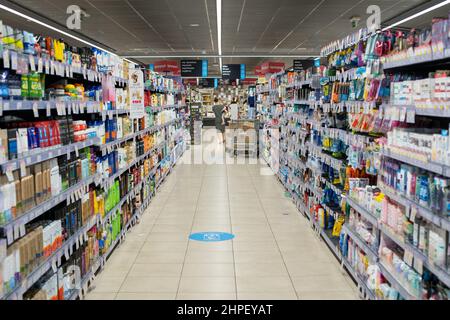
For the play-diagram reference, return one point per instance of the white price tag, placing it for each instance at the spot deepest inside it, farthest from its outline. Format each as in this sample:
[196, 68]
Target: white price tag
[32, 62]
[22, 230]
[23, 168]
[14, 60]
[16, 232]
[408, 258]
[35, 110]
[9, 235]
[48, 109]
[54, 267]
[418, 265]
[40, 66]
[9, 174]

AIM —
Copy the lines above word for word, leaving out the picture.

SOLVED PROBLEM —
For the play-diagram reference, return one point per instance of the white price tag, placing it for each instance at the spot deepest inside it, farthest from its outline. Format each as in this sample:
[196, 68]
Target: white price tag
[32, 62]
[22, 230]
[23, 168]
[14, 60]
[16, 232]
[408, 258]
[35, 110]
[9, 235]
[48, 109]
[54, 267]
[418, 265]
[40, 66]
[9, 174]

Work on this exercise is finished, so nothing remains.